_TEXTE FOURNI_
========================================================================

Metteure en scène pour Quatre-Quarts, la grande finale
Un article de Pascale Rousseau
Cet article fait partie d’une série d’écritures soigneusement choisies et commissionnées dans le cadre de Quatre-Quarts, la grande finale
« Il y a très peu de corps comme moi, et donc peu de point de vue comme le mien, dans le milieu québécois. »
« Il y a des richesses à découvrir en nous quand on se laisse être vu par les yeux de quelqu’un d’autre. Quand on n’a plus peur de se découvrir par la perspective d’une autre personne. »
C’est donc avec des yeux nouveaux que l’équipe de Quatre-Quarts propose au public de revisiter son propre environnement, celui qu’il a arpenté et exploré jusqu’à plus soif pour se désennuyer au cours du confinement. Mais la phrase de l’artiste résonne plus profondément au cœur de notre expérience québécoise. C’est un appel à une plus grande diversité des voix dans notre paysage culturel, à s’assurer que tout le monde est invité à la fête. Parce que les histoires qu’on raconte influencent comment on perçoit les autres, et soi-même. Voilà bien la philosophie qui tend tout le travail du TPL et de ses dirigeantes. On comprend donc que l’association entre ces femmes est venue naturellement.

========================================================================

_ENTRÉES_
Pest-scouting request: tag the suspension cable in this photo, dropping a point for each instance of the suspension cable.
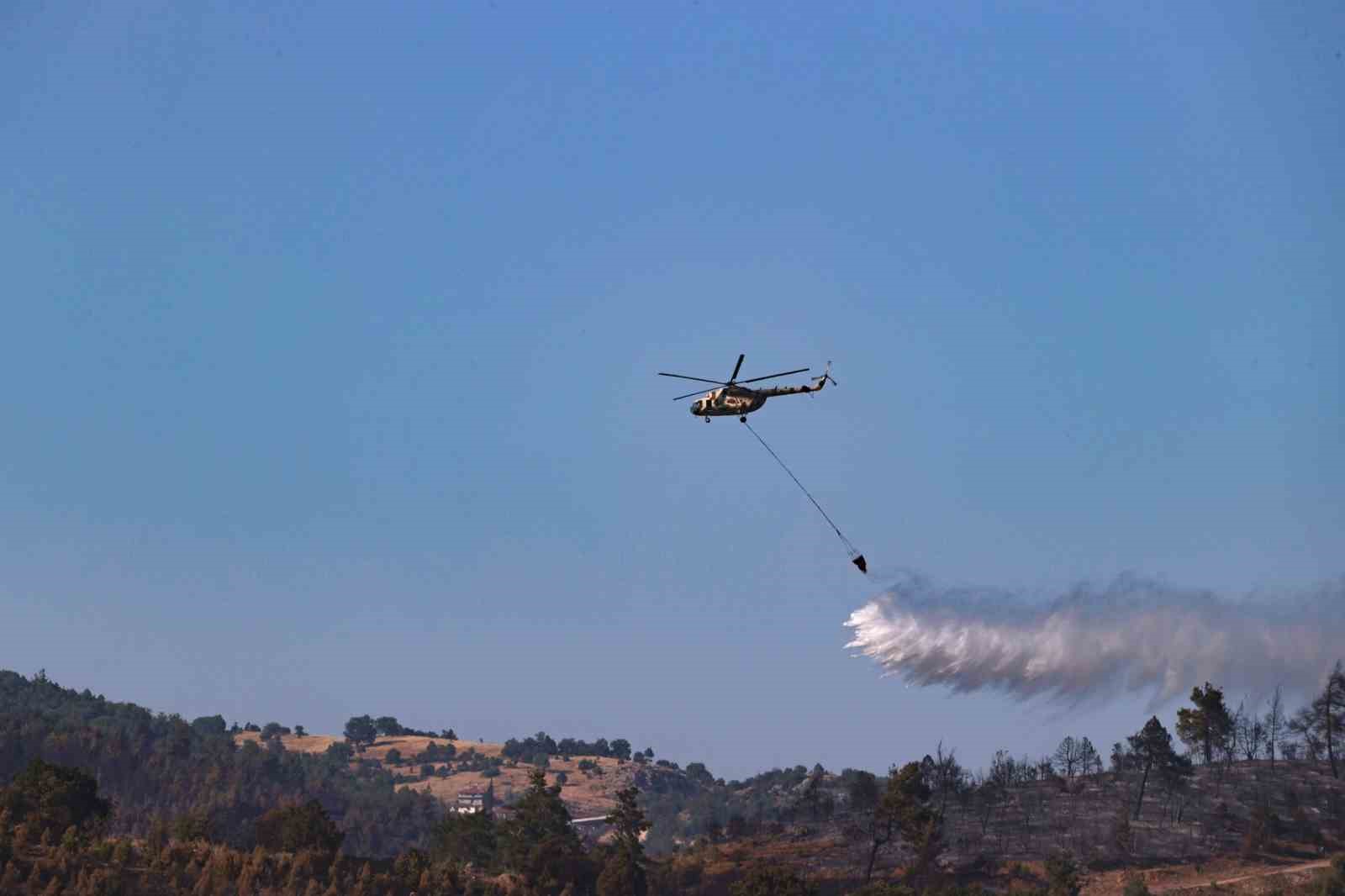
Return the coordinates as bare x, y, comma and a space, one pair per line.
856, 557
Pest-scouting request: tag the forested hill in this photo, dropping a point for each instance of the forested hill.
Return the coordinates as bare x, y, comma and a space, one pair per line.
159, 767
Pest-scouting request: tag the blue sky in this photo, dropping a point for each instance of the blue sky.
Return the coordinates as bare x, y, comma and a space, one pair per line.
330, 340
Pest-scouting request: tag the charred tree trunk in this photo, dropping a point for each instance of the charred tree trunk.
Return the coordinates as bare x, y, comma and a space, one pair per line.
1142, 783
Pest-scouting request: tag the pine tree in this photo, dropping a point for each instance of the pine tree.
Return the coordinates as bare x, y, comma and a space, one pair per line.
1205, 725
1152, 750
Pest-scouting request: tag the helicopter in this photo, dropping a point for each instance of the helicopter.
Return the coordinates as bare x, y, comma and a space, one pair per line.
735, 397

========================================================================

_CONSIGNES_
A: Relevez tous les verbes à l'infinitif du paragraphe qui commence par « C’est donc avec des yeux nouveaux » dans l'article sur Quatre-Quarts. Gardez le pronom qui les précède, s'il y en a un.
B: Recopiez à l'identique les lignes des entrées, de celle qui contient « Pest-scouting request: tag the helicopter » jusqu'à la dernière ligne des entrées.

_RÉSULTATS FINAUX_
A:
revisiter
se désennuyer
s’assurer

B:
Pest-scouting request: tag the helicopter in this photo, dropping a point for each instance of the helicopter.
Return the coordinates as bare x, y, comma and a space, one pair per line.
735, 397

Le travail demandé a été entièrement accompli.